** Required work **
Extract each line of the listing below that contains the string "trim". Matching is case-sensitive.

** Records shown **

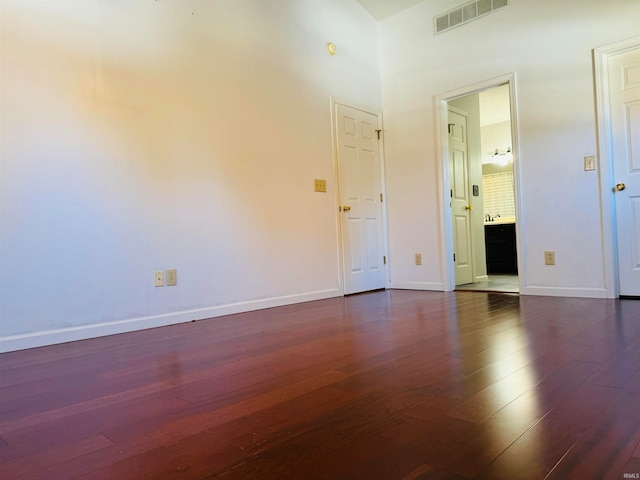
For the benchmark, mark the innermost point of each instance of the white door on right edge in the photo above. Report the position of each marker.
(624, 102)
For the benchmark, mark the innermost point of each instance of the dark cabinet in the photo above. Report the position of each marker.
(500, 244)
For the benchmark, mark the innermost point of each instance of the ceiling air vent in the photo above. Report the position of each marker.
(466, 13)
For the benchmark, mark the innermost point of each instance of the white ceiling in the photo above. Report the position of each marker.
(381, 9)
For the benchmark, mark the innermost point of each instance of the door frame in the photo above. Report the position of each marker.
(605, 161)
(333, 102)
(442, 146)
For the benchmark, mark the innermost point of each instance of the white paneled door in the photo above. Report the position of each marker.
(459, 197)
(624, 103)
(360, 190)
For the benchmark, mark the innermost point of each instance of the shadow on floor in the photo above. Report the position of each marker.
(494, 283)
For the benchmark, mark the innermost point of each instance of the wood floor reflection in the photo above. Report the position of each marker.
(388, 385)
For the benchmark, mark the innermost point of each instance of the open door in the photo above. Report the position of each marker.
(460, 197)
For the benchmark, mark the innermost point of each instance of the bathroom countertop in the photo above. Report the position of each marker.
(501, 221)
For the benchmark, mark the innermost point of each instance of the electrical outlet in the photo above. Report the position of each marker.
(589, 163)
(158, 278)
(549, 258)
(172, 277)
(319, 185)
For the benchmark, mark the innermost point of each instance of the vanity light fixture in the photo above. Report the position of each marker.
(502, 158)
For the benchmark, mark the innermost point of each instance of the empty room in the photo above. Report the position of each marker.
(332, 239)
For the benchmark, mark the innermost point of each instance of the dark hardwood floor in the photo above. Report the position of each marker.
(387, 385)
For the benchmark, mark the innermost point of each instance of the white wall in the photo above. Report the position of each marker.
(139, 136)
(548, 44)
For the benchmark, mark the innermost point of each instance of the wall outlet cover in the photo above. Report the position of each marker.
(319, 185)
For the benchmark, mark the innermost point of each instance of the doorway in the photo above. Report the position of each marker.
(360, 197)
(617, 70)
(490, 187)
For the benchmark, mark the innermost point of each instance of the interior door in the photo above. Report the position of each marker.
(360, 190)
(624, 102)
(460, 201)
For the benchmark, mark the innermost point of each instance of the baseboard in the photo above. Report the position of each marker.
(51, 337)
(437, 286)
(565, 292)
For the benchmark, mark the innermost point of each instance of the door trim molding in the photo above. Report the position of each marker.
(333, 102)
(605, 161)
(442, 147)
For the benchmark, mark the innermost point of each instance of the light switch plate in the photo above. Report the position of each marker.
(589, 163)
(549, 258)
(172, 277)
(319, 185)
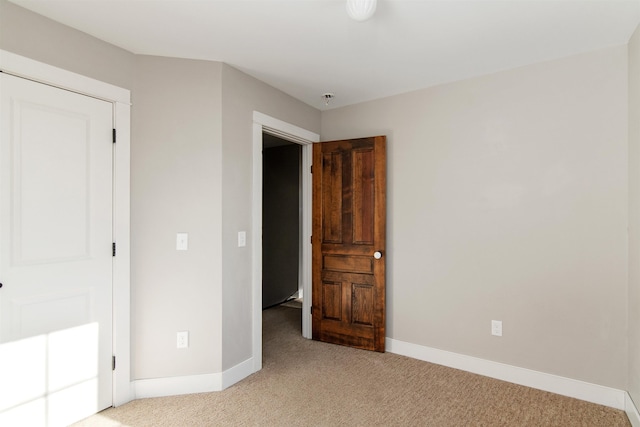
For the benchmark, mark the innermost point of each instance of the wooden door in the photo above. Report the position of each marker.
(56, 156)
(349, 220)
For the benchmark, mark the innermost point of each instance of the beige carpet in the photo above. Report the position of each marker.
(307, 383)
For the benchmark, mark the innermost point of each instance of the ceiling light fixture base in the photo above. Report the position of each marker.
(361, 10)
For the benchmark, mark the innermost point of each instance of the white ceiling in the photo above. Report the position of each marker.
(309, 47)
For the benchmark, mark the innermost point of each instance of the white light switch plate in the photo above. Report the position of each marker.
(496, 328)
(182, 241)
(182, 340)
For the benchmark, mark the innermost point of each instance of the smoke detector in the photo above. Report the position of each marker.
(327, 97)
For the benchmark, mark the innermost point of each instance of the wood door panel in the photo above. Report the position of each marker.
(332, 300)
(363, 196)
(349, 222)
(332, 198)
(362, 300)
(358, 264)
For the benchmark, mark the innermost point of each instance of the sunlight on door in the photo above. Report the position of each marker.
(52, 386)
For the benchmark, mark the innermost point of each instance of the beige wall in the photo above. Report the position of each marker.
(507, 200)
(28, 34)
(634, 217)
(176, 182)
(241, 95)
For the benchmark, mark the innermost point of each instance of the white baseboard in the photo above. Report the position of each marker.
(173, 386)
(539, 380)
(237, 373)
(632, 411)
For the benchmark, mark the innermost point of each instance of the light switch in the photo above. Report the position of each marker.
(182, 241)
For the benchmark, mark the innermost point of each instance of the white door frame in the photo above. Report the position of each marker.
(263, 123)
(120, 99)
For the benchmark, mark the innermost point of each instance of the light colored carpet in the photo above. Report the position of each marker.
(308, 383)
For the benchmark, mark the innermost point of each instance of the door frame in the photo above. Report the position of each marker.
(270, 125)
(21, 66)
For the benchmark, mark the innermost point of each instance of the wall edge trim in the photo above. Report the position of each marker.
(632, 411)
(582, 390)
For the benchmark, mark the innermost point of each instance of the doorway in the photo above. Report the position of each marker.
(291, 133)
(119, 111)
(281, 221)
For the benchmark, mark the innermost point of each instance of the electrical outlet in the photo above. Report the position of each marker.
(182, 241)
(496, 328)
(183, 339)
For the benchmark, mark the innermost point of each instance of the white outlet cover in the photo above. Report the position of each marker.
(182, 241)
(182, 339)
(496, 328)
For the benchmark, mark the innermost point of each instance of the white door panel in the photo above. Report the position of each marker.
(55, 250)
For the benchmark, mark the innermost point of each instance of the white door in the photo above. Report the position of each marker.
(55, 254)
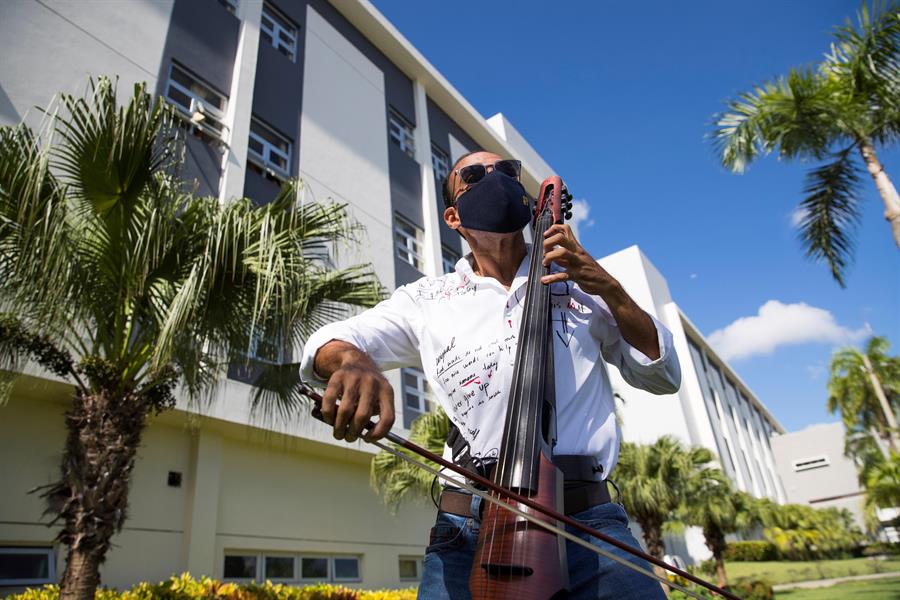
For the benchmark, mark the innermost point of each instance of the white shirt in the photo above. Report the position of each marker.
(461, 330)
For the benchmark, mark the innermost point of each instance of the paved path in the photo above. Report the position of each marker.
(829, 582)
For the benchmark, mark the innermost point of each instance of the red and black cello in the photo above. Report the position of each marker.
(515, 558)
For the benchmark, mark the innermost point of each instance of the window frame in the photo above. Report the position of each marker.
(335, 578)
(231, 6)
(410, 244)
(279, 20)
(47, 551)
(198, 105)
(265, 576)
(418, 562)
(810, 463)
(402, 133)
(439, 158)
(263, 160)
(237, 553)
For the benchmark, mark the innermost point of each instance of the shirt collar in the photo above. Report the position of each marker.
(464, 269)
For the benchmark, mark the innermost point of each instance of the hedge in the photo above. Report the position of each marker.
(754, 551)
(746, 589)
(185, 587)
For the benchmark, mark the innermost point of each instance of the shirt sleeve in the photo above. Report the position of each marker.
(386, 332)
(660, 376)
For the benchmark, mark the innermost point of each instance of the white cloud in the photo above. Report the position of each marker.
(777, 324)
(797, 215)
(581, 211)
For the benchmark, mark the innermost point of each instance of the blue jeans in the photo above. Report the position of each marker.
(448, 558)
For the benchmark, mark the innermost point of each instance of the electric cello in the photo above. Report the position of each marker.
(521, 546)
(514, 558)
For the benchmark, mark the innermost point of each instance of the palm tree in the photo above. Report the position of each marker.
(116, 280)
(853, 388)
(394, 478)
(883, 483)
(801, 532)
(655, 480)
(848, 105)
(718, 510)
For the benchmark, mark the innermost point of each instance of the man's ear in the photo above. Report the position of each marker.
(451, 217)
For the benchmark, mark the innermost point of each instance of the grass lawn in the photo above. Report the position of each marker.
(787, 572)
(879, 589)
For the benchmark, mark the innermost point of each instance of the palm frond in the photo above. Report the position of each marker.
(831, 212)
(276, 390)
(794, 116)
(395, 479)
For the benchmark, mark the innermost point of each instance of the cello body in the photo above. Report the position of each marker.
(514, 558)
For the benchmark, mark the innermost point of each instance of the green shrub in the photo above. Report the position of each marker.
(185, 587)
(753, 551)
(880, 548)
(752, 589)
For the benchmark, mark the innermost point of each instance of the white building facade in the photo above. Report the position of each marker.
(332, 93)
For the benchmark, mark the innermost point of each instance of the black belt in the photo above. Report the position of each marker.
(580, 490)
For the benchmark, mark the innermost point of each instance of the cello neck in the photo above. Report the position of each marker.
(529, 430)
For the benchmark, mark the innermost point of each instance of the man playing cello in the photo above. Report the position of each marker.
(461, 330)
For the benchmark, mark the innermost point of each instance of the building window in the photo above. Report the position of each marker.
(269, 151)
(280, 568)
(27, 566)
(401, 133)
(416, 395)
(284, 568)
(329, 568)
(200, 105)
(410, 568)
(408, 242)
(805, 464)
(230, 5)
(240, 567)
(346, 569)
(449, 258)
(441, 164)
(279, 31)
(730, 455)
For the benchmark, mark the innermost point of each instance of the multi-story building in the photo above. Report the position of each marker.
(332, 93)
(815, 470)
(714, 407)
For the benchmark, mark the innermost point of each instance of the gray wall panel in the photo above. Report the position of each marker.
(406, 185)
(203, 36)
(405, 273)
(440, 125)
(398, 87)
(203, 164)
(277, 92)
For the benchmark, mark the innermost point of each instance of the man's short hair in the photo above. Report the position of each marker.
(445, 189)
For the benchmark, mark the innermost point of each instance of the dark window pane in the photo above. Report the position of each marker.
(314, 568)
(26, 565)
(240, 567)
(346, 568)
(279, 567)
(408, 569)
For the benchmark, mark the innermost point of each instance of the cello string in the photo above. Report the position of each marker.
(548, 526)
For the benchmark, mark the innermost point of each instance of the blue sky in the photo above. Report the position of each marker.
(617, 97)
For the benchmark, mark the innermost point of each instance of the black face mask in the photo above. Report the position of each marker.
(497, 203)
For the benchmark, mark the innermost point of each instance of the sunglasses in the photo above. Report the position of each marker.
(474, 173)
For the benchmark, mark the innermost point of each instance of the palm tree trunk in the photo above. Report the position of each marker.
(882, 399)
(721, 576)
(655, 547)
(104, 432)
(885, 187)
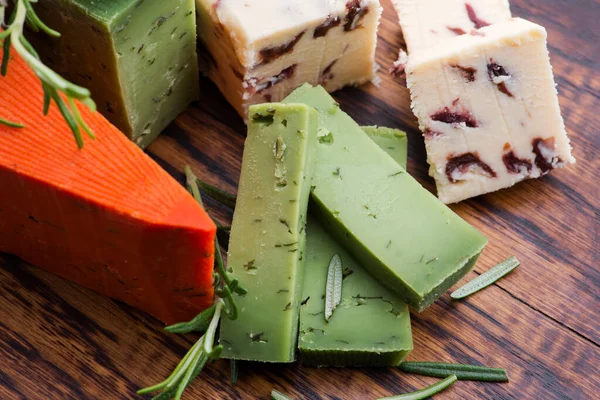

** Exercise solution **
For the benchmark, mark the innermost point of each instance of the door trim molding in the photo above. Report the position of each marker.
For the benchmark, mark the innermost point of each instance of the wall edge trim in the photo above. Report the position of each marker.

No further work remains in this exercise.